(Referring expression pointing data)
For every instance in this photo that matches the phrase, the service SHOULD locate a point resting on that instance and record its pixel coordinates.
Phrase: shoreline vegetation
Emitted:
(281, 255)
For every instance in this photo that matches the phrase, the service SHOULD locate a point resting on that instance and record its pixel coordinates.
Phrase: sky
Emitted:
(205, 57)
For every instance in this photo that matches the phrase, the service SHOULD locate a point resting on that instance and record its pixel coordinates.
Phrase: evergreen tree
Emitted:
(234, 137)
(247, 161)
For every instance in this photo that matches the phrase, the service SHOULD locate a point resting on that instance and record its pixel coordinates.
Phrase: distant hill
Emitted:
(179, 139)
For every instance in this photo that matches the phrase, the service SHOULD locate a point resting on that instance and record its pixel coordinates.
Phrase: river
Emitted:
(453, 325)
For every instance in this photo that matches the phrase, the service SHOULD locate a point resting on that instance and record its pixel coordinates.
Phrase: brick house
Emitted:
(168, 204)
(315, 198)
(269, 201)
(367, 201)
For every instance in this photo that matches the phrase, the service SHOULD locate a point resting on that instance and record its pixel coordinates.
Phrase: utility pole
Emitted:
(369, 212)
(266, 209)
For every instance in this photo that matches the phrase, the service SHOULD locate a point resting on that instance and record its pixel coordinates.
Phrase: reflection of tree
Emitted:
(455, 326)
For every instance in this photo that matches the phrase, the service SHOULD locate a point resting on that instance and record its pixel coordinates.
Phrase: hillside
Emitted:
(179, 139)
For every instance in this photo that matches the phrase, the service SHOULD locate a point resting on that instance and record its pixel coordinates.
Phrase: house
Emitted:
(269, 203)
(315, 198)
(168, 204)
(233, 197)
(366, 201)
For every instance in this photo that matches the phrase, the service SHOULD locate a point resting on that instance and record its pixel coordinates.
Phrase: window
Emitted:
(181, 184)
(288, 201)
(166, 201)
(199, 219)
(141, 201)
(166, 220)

**TASK TO CARRY OUT**
The whole of the data is to be copied out word for word.

**EXERCISE ANSWER**
For every instance in this photo that matches the phrase, the service SHOULD locate a point resting on that instance and record its pixel coordinates.
Phrase: shoreline vegetation
Emitted:
(281, 255)
For every instance in this photo that matches the phrase, the service SHOULD locate a point resting on that instance and record its pixel coordinates.
Phrase: sky
Emitted:
(205, 57)
For every instance in this photo that matches the phrase, the service SHOULD locate a point resting on that instance and record its pixel coordinates.
Phrase: evergreen tree
Emitted:
(234, 137)
(247, 161)
For every instance in this photo that matches the phrase, the service SHOULD locate a point resting on that instance and record its pixel coordinates.
Phrase: distant hill
Emitted:
(179, 139)
For every instance in this photo that matches the phrase, the service SHOULD locate a point resting on that instance and record its pixel coordinates.
Phrase: river
Emitted:
(453, 325)
For every instance in this photo that matches the phrase, the service SHOULD locate a point resting on that instance and record its pixel coordinates.
Phrase: brick house
Emitted:
(168, 204)
(315, 198)
(269, 201)
(367, 201)
For every instance in this photo that matches the phrase, the service SHOULD locate a point resting on that instance and record its pixel coordinates.
Phrase: utility pole
Emitted:
(369, 212)
(266, 209)
For every instance in this photo that matches the phrase, the service SHOULD locate a point resting on that instance and record its pixel coordinates.
Phrase: reflection of tree
Emitted:
(455, 326)
For every instance in this photo that matches the phrase, the service SHOULD locate a point resting on that instance and record its pixel coordinates.
Phrase: hillside
Emitted:
(179, 139)
For every instance in this photo that matches the phrase, the service SHOULD locate a point resting on that instance and record its pixel coordinates.
Phrase: house
Emitted:
(269, 203)
(315, 198)
(168, 204)
(233, 197)
(366, 201)
For every instance in this photo that matches the phrase, the service SHOULD locate a point resting on that instance and record its pixel coordinates.
Phrase: window
Emitted:
(181, 184)
(288, 201)
(166, 201)
(199, 219)
(141, 201)
(166, 220)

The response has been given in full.